## Required work
Reproduce every item below, substituting "Quality review" for each occurrence of "Acceptance check" and leaving everything else unchanged. Omit the pictures from your answer.

## Rows from a pointing dataset
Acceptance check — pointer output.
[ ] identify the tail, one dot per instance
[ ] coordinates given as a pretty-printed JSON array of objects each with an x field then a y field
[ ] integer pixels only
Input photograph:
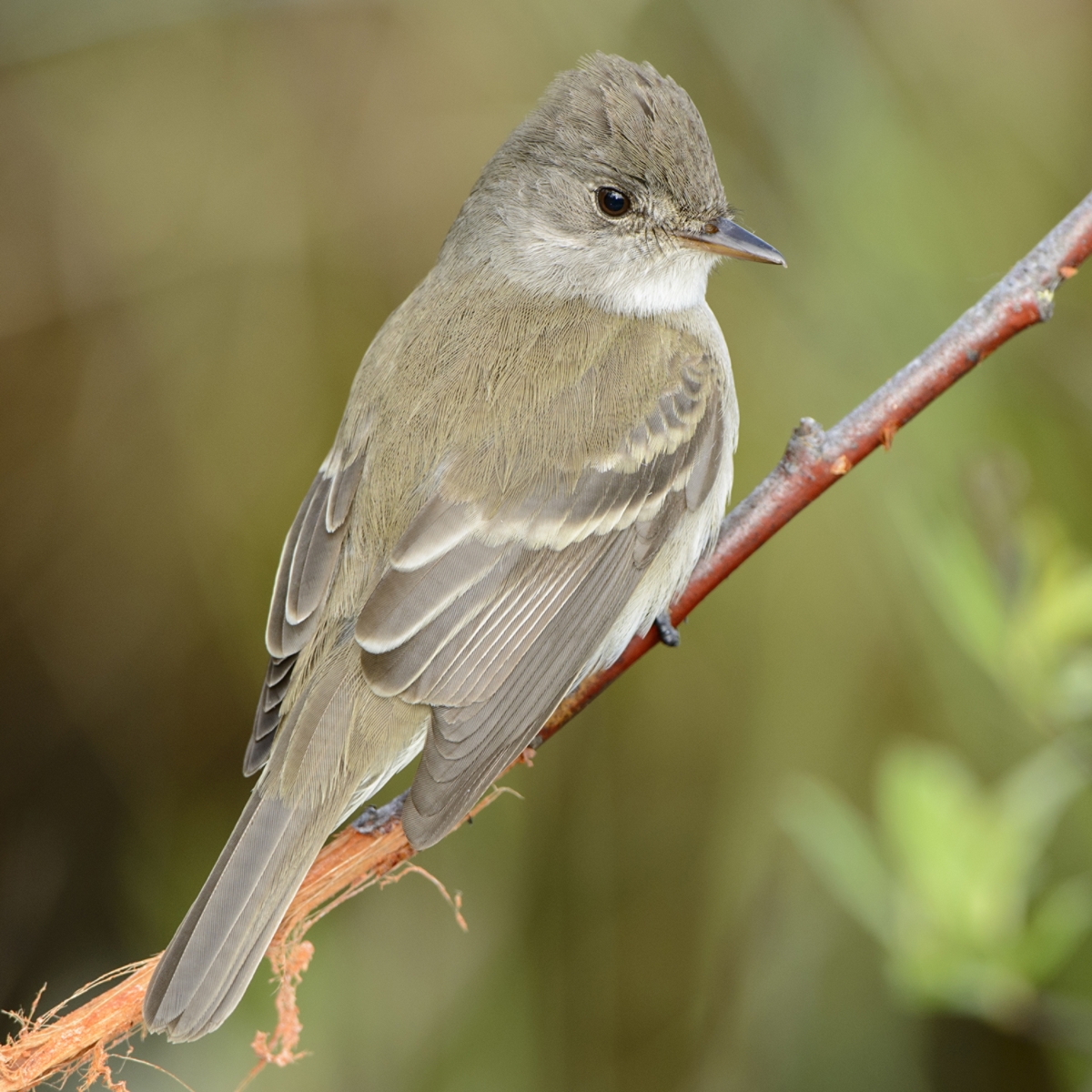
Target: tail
[
  {"x": 339, "y": 743},
  {"x": 213, "y": 956}
]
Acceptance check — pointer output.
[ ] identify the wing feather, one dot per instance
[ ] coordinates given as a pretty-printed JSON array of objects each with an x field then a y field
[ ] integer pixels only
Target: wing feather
[
  {"x": 491, "y": 610},
  {"x": 307, "y": 566}
]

## Final answer
Quality review — pointer output.
[ ] identify the tail, one dot per instance
[ ] coordinates given as a pretty-printed JSON array of objects each with an x field then a y field
[ ] integer pixels only
Input photograph:
Target: tail
[
  {"x": 339, "y": 743},
  {"x": 213, "y": 956}
]
Quality review — pointer output.
[ ] identify the wing feather, one dot per instance
[ ] coordinates given as a pretty-printed JSON array of objects each with an x field then a y field
[ ] integer pixels only
Target: wing feather
[
  {"x": 491, "y": 610},
  {"x": 307, "y": 566}
]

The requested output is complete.